◆ **Source excerpt**
While Bo is still listed on a government website as one of the 25 members of China’s ruling Politburo, it is unclear whether he will also have to step down from that body. Even if he doesn’t, Bo’s political future seems finished, and his once-likely appointment to the nine-member Standing Committee of the Politburo—with seven positions up for grabs this fall in a major leadership transition—is finished.

While some see the fall of Bo as a setback for princelings, or the children of early revolutionary leaders, others see his downfall stemming from a more generalized resistance in the ruling party to Bo’s swashbuckling, nontraditional campaign style—in essence, his use of populism and personality to try to win promotion to the top echelons of Chinese leadership. “Some leaders have been very nervous about Bo Xilai’s self-promotional campaign. They see it as a possible effort to establish a political kingdom to challenge Beijing,” says Cheng Li, a senior fellow at the Brookings Institution in Washington.

The 62-year-old party leader’s demise also suggests significant resistance to what some had started calling the Chongqing model. That’s usually seen as an approach to running the political economy that advocates conservative values, including the singing of “red songs” from China’s Maoist past, as well as an aggressive crackdown on crime. Bo’s assault on crime, a campaign called “dahei”—literally, “hit black”—put 2,000 people in jail in the southwestern municipality of 30 million people. These moves raised the ire of some Chinese intellectuals and party members, who saw them as a regressive step back to a less open, and more dogma-ruled China.

◆ **Objective**
According to the Bo Xilai excerpt, how many people did the "dahei" anti-crime campaign put in jail?

◆ **Data extract**
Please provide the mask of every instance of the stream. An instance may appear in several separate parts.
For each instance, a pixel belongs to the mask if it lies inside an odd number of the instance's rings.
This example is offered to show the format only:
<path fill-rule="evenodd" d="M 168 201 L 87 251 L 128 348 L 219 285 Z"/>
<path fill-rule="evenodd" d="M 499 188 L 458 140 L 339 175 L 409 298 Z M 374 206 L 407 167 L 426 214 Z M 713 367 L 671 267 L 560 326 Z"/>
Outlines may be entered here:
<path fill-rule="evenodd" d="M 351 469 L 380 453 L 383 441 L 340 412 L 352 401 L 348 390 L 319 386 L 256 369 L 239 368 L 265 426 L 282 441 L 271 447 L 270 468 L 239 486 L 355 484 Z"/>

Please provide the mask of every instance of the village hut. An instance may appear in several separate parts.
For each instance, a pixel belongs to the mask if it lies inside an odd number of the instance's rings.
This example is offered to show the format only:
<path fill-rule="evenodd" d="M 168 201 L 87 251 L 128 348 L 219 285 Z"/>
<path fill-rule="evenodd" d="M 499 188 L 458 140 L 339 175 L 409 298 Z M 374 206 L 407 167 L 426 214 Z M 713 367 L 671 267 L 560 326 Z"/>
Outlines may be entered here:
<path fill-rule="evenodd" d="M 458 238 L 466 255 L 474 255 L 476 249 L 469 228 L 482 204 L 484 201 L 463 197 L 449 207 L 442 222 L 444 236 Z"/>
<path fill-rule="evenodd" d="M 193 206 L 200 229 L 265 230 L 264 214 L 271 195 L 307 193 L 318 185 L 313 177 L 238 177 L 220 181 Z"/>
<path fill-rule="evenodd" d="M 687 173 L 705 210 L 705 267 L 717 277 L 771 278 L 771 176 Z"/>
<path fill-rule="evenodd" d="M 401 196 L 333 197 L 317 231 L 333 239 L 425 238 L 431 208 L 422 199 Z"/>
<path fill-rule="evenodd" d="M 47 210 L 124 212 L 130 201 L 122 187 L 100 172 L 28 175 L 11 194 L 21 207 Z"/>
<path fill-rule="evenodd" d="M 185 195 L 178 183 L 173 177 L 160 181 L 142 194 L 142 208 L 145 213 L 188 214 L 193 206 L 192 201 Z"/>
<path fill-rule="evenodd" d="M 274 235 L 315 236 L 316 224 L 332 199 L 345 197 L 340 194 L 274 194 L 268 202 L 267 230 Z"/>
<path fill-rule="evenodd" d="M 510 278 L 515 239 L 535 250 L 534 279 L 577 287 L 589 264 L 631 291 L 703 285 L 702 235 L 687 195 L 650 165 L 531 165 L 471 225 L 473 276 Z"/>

◆ **Problem solution**
2,000 people